* Task objective:
Tally the lines of the listing below that contain the string "target", treating uppercase and lowercase letters as distinct, and give only the resulting number.

######

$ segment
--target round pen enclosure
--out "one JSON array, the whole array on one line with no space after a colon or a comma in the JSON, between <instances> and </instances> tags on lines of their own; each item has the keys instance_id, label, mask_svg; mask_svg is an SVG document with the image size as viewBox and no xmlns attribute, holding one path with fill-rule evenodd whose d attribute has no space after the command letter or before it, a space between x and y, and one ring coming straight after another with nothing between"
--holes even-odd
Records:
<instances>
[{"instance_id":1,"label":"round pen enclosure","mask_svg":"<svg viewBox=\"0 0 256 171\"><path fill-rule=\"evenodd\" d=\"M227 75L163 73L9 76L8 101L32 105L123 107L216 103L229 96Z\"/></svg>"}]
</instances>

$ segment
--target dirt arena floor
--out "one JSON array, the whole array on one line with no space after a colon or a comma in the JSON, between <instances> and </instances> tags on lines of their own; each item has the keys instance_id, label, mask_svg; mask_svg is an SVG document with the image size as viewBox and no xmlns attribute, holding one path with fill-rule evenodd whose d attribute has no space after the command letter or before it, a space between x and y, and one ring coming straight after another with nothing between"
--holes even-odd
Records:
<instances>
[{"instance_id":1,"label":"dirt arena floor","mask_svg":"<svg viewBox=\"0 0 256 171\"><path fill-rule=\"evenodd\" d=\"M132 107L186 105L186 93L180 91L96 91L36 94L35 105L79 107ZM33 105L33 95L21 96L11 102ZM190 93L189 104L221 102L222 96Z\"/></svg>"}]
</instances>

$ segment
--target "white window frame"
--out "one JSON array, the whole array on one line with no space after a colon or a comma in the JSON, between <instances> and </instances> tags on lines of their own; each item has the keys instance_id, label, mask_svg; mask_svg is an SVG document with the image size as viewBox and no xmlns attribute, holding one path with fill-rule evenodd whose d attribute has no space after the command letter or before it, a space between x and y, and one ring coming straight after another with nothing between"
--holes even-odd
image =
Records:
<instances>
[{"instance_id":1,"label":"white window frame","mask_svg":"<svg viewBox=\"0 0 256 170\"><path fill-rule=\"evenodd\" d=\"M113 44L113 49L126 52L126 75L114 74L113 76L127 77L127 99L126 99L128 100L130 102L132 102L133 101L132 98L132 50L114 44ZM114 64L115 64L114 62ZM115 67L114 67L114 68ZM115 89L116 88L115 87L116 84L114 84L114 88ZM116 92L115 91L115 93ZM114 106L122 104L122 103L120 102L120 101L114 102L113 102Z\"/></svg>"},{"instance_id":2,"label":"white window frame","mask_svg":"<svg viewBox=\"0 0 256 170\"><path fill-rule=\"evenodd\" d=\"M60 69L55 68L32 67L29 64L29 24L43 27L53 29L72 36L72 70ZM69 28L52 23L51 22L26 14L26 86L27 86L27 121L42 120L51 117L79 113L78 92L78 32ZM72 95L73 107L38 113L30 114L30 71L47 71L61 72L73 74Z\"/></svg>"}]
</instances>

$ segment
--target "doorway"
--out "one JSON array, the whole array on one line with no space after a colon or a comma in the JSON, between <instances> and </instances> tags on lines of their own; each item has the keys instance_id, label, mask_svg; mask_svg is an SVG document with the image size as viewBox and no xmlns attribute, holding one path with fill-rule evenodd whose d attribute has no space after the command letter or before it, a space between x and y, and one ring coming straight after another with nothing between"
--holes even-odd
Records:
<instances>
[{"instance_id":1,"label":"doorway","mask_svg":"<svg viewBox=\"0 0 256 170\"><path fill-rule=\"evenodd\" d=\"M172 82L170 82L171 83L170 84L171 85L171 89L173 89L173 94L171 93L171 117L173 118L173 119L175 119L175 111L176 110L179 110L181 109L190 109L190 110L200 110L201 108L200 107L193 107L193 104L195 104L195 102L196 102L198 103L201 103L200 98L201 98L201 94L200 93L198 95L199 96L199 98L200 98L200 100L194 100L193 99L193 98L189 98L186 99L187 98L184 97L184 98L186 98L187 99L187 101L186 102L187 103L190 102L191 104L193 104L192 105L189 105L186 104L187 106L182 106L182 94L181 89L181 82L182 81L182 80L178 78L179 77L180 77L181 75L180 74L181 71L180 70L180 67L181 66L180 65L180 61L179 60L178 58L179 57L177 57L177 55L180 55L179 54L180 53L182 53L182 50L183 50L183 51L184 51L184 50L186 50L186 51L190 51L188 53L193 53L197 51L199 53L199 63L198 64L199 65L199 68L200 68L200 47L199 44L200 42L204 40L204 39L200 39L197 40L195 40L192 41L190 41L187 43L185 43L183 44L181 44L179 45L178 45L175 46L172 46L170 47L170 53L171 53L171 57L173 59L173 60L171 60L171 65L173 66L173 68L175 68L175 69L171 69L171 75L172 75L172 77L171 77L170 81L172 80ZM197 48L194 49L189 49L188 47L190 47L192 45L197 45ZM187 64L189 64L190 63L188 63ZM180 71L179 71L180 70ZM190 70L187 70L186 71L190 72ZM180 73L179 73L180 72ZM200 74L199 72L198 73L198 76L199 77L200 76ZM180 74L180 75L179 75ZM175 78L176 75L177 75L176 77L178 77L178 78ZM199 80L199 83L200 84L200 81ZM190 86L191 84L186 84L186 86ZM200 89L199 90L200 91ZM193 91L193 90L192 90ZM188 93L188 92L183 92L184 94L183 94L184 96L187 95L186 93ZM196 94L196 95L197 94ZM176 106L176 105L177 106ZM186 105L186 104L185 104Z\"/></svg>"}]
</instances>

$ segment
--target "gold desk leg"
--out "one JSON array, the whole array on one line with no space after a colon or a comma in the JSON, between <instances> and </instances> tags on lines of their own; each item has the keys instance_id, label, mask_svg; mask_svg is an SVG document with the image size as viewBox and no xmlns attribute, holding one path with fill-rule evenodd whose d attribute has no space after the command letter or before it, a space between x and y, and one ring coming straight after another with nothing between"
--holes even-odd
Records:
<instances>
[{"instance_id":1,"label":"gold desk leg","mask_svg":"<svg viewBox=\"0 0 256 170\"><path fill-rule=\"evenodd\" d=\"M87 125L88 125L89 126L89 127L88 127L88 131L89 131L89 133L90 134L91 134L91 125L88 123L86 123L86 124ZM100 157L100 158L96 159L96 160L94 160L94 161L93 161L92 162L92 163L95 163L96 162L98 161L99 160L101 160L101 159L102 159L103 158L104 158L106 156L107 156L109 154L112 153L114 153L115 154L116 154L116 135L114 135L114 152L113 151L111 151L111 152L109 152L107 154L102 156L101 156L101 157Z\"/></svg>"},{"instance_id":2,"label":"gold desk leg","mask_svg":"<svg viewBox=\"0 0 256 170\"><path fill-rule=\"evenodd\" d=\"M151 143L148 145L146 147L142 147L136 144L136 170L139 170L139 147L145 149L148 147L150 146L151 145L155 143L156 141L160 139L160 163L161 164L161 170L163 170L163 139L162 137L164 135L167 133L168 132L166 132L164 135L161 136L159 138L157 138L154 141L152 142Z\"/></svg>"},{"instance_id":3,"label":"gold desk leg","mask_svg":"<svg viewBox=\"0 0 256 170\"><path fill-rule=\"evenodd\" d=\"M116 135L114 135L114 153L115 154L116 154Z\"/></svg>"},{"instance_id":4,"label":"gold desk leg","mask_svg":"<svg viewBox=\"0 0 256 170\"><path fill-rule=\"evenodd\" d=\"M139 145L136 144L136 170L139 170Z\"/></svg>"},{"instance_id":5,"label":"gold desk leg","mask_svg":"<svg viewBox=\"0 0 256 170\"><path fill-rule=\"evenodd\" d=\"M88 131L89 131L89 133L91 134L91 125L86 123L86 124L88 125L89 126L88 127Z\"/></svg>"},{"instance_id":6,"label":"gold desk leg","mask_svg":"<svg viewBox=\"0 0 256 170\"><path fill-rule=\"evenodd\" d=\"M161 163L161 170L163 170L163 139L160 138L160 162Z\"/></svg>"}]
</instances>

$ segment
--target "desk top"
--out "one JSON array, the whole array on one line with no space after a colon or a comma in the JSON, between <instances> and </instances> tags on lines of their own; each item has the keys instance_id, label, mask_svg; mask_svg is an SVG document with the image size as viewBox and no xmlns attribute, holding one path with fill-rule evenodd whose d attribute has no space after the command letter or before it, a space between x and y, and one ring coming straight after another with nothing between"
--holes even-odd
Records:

######

* Solved problem:
6